[start LISTED ENTRIES]
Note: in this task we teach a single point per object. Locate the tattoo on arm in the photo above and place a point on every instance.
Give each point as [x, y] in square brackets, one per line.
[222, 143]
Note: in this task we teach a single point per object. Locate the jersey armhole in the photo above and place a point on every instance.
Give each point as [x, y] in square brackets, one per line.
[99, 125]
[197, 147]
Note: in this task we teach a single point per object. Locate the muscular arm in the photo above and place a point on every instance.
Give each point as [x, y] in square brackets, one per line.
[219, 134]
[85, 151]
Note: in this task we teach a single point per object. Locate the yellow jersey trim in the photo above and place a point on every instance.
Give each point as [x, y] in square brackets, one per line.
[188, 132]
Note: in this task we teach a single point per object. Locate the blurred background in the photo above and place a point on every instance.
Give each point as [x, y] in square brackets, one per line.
[end LISTED ENTRIES]
BRIEF:
Rewrite all of the records, replacing "Locate" with "Find" wherever it occurs and leaving everything else unchanged.

EXERCISE OUTPUT:
Note: in this task we teach a single point per object. Find the tattoo on arm in the photo above and place a point on every instance.
Give each point as [x, y] in square brackets, one per line.
[222, 143]
Note: in this task we teach a single point per object. Find the jersey armhole in the photo above and place a point on every instance.
Give each point as [x, y] in square brackets, one per line.
[99, 125]
[197, 147]
Note: in this task we teach a single point per object. Find the muscular arm in the photo above and place a point on every instance.
Give each point as [x, y] in square brackets, one per line.
[219, 134]
[85, 151]
Note: in this task we teach a single point per object. Find the yellow jersey trim in the photo above and place a point on every instance.
Give each point as [x, y] in square brackets, one per line.
[188, 132]
Note: in this task we teach a single point per object. Find the blurred background in the photo above and place a point on every instance.
Give each point as [x, y] in square brackets, one per line.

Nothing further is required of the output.